EXERCISE INSTRUCTIONS ▸
• 1. Reproduce the home-care pay article starting at the words "Democratic first-term Congressman" and stopping after "him, it’s personal.", putting "society" wherever "economy" appears.
• 2. Say whether each statement agrees with the home-care pay article, giving yes or no and quoting the words that decide it.
(a) Michelle Hinchey's father was diagnosed with frontotemporal degeneration.
(b) The bill would raise the base pay rate for home-care workers to 200 percent of minimum wage.
(c) Richard Gottfried chairs the Senate Committee on Aging.

PAGE EXCERPT ▸
--- --- ---

Planning to introduce legislation on the issue, a New York congressman, state legislators and advocates launched a Fair Pay for Home Care campaign Tuesday. And there’s a report on the impact of raising wages for home-care workers, who are in high demand but deterred by low wages.
Democratic first-term Congressman Jamaal Bowman of New York’s 16th District says, as evidenced during the COVID-19 pandemic, it’s important to center caring on both the state and national level.
“If we don’t center care, this economy will never grow again, will never thrive again and will never more forward,” says Bowman. “We have to center care as the rebirth of the American economy, and center and build an economy that focuses on well-being and fulfillment and love and joy, more so than we focus on profit and Wall Street and concentrating wealth in the hands of a few.”
For him, it’s personal.
“But my older sister is a healthcare worker, is a health aide, and she’s been working in that space for about 15 or 20 years, and she still is only earning minimum wage, and she still struggles to get health care for herself,” Bowman says.
One of the bill’s co-sponsors is first-term state Senator Michelle Hinchey, a Democrat from the 46th district. She also brought a personal anecdote, relating to her late father, Congressman Maurice Hinchey.
“Before my father passed in 2017, we needed home-care aides to help with long-term care. He was diagnosed with frontotemporal degeneration that required extensive long-term care. And living in a more rural community, it’s really hard to find,” Hinchey says. “We need to make sure that our home-care workforce is a key part, is a pillar of our build-back strategy from COVID.”
Rachel May, chair of the Senate Committee on Aging, is sponsoring the Fair Pay for Home Care Act in her chamber.
“This bill will raise the base pay rate for home-care workers to 150 percent of minimum wage, while making sure that the whole system of how we support this sector is made more sustainable,” says May.
Fellow Democrat Richard Gottfried, chair of the Health Committee, is sponsoring the legislation in the Assembly.

--- --- ---

Point-per-instance location data:
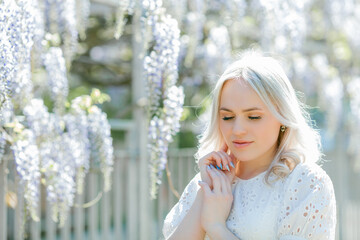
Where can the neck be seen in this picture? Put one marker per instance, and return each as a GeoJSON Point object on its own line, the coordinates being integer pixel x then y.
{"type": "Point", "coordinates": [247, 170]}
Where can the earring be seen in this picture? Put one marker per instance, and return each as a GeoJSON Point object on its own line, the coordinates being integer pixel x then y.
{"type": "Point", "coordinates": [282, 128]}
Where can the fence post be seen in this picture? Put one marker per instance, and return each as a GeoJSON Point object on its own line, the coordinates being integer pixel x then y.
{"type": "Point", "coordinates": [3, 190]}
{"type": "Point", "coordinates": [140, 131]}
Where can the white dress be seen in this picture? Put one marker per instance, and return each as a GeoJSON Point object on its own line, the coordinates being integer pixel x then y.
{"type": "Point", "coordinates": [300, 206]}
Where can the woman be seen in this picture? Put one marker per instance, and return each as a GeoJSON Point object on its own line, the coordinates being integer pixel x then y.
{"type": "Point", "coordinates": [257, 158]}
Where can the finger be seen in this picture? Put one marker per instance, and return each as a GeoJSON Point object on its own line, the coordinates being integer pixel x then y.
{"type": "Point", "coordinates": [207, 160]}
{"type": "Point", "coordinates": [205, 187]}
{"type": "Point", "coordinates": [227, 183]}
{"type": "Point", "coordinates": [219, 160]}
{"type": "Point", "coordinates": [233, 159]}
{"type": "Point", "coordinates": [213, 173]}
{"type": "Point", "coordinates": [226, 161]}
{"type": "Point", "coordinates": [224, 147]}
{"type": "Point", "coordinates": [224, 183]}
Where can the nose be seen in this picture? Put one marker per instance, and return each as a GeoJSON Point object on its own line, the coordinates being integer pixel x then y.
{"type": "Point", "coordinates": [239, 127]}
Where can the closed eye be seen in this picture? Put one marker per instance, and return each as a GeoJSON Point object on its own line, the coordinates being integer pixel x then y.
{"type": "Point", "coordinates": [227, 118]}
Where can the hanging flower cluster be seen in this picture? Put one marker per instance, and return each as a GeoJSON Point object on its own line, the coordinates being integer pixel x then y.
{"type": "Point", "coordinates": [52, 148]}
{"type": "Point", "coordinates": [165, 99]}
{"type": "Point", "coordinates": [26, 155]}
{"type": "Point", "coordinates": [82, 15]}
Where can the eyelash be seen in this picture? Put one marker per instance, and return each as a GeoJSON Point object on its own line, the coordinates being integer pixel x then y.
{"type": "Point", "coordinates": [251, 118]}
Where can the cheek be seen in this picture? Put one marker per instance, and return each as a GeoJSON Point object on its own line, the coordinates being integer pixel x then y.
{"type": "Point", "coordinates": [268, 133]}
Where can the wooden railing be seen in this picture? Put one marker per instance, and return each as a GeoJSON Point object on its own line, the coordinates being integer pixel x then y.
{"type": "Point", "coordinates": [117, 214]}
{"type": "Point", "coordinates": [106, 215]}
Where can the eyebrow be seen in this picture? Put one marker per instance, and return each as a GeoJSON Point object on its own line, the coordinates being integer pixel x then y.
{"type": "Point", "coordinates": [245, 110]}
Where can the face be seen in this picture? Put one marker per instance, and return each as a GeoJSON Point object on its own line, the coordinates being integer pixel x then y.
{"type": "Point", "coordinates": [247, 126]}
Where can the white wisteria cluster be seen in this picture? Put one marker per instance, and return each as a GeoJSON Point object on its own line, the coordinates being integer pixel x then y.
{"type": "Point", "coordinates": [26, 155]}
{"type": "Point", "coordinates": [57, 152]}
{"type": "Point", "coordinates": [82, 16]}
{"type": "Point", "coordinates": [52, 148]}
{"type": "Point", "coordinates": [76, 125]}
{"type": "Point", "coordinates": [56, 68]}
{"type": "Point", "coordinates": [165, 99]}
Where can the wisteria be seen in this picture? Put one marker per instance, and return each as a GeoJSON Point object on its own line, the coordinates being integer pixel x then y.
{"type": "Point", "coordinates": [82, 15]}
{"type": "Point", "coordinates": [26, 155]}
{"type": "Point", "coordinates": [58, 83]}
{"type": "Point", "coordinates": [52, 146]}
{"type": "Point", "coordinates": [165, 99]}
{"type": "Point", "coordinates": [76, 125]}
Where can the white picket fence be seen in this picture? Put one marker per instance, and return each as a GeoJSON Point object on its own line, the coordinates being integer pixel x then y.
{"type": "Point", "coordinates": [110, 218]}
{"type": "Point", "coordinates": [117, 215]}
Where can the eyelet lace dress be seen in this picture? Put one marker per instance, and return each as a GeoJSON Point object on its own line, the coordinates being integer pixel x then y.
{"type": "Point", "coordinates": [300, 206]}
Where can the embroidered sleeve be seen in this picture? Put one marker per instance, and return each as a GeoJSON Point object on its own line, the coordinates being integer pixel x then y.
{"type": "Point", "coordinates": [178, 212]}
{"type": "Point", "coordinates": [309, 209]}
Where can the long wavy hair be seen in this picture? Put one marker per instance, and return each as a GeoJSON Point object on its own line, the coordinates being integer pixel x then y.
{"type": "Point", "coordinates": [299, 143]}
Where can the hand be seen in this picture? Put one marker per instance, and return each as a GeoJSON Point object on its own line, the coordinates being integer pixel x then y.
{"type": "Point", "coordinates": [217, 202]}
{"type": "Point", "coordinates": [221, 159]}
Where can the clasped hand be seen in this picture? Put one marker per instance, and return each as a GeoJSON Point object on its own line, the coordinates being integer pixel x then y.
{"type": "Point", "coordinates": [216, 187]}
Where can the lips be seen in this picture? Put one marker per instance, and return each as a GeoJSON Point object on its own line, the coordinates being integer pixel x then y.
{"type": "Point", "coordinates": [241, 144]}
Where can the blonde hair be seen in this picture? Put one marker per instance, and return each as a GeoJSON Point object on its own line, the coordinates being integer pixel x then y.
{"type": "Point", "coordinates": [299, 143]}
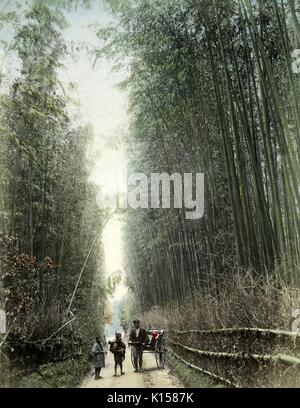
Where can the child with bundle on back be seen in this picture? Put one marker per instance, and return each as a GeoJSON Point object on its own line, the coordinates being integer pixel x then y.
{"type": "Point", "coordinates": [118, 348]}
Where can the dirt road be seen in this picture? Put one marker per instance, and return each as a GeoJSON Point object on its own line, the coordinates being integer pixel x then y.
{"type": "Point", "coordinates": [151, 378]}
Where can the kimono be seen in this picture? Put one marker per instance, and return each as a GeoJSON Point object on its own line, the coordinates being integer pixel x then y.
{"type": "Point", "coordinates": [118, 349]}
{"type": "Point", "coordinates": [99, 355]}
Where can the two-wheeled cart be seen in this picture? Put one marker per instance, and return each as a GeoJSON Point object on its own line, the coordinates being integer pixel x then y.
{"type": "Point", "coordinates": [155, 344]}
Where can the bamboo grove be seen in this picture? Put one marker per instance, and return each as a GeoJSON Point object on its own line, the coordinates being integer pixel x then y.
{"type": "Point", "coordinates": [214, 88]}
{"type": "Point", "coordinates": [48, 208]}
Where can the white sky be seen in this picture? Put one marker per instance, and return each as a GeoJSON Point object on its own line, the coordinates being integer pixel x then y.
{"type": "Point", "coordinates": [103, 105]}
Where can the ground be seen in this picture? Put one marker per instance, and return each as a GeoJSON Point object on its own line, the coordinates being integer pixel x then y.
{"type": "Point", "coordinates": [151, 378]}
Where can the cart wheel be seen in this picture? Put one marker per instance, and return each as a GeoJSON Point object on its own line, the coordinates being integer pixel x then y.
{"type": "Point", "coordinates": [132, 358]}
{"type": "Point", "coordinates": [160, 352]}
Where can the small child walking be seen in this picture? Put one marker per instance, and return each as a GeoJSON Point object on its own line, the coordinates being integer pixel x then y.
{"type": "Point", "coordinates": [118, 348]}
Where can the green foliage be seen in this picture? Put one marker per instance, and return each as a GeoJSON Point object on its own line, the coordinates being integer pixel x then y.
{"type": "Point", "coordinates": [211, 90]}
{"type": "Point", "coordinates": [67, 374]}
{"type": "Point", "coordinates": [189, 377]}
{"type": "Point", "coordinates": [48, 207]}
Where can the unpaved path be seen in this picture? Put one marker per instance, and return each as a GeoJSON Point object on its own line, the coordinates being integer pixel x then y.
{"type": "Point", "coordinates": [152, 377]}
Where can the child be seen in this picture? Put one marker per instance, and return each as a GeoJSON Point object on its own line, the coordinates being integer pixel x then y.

--- --- ---

ANSWER SECTION ▸
• 1.
Democratic first-term Congressman Jamaal Bowman of New York’s 16th District says, as evidenced during the COVID-19 pandemic, it’s important to center caring on both the state and national level.
“If we don’t center care, this society will never grow again, will never thrive again and will never more forward,” says Bowman. “We have to center care as the rebirth of the American society, and center and build an society that focuses on well-being and fulfillment and love and joy, more so than we focus on profit and Wall Street and concentrating wealth in the hands of a few.”
For him, it’s personal.

• 2.
(a) Yes: "He was diagnosed with frontotemporal degeneration that required extensive long-term care."
(b) No: "This bill will raise the base pay rate for home-care workers to 150 percent of minimum wage"
(c) No: "Rachel May, chair of the Senate Committee on Aging" and "Richard Gottfried, chair of the Health Committee"